DATA LISTING
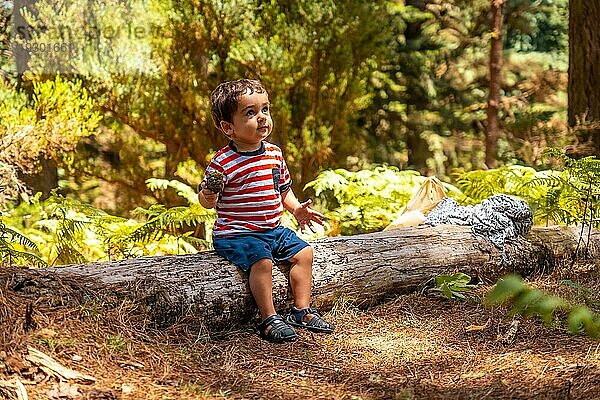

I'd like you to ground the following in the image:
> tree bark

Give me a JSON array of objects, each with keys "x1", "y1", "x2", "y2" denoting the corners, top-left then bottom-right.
[
  {"x1": 11, "y1": 0, "x2": 32, "y2": 78},
  {"x1": 568, "y1": 0, "x2": 600, "y2": 156},
  {"x1": 405, "y1": 0, "x2": 435, "y2": 173},
  {"x1": 486, "y1": 0, "x2": 505, "y2": 168},
  {"x1": 17, "y1": 157, "x2": 59, "y2": 201},
  {"x1": 6, "y1": 226, "x2": 599, "y2": 330}
]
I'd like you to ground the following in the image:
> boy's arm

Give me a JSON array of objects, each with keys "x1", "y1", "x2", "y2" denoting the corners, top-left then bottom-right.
[{"x1": 282, "y1": 189, "x2": 324, "y2": 231}]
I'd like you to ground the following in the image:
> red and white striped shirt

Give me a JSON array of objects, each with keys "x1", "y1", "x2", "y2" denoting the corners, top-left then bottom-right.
[{"x1": 204, "y1": 141, "x2": 292, "y2": 236}]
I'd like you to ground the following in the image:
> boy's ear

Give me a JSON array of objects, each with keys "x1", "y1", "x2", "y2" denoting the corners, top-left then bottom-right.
[{"x1": 220, "y1": 121, "x2": 233, "y2": 137}]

PROBLEM DESCRIPTION
When a record holds a picture, leave that picture out; copy the rest verbatim.

EXERCISE OUTPUT
I'd like you to ground the following in the image:
> tree bark

Give me a JSON array of objects, each with keys "x1", "y1", "x2", "y2" denoting the corners, top-left then bottom-right.
[
  {"x1": 11, "y1": 0, "x2": 32, "y2": 78},
  {"x1": 568, "y1": 0, "x2": 600, "y2": 156},
  {"x1": 405, "y1": 0, "x2": 435, "y2": 173},
  {"x1": 486, "y1": 0, "x2": 505, "y2": 168},
  {"x1": 17, "y1": 157, "x2": 59, "y2": 201},
  {"x1": 6, "y1": 226, "x2": 599, "y2": 330}
]
I'd like you to ground the following in the image:
> boy's arm

Give me a JSON array of objects, each with keys "x1", "y1", "x2", "y2" denoting the corners, top-left then bottom-right.
[{"x1": 282, "y1": 189, "x2": 324, "y2": 231}]
I'd like you to ground the following in the image:
> red and white striped shirt

Give me a JSON array of objects, each with keys "x1", "y1", "x2", "y2" denoting the corners, top-left then bottom-right.
[{"x1": 204, "y1": 141, "x2": 292, "y2": 236}]
I'd like you to ground the following in the image:
> boy's ear

Give me a JSON array of objects, each with keys "x1", "y1", "x2", "y2" denoting the corners, top-left then bottom-right.
[{"x1": 220, "y1": 121, "x2": 233, "y2": 137}]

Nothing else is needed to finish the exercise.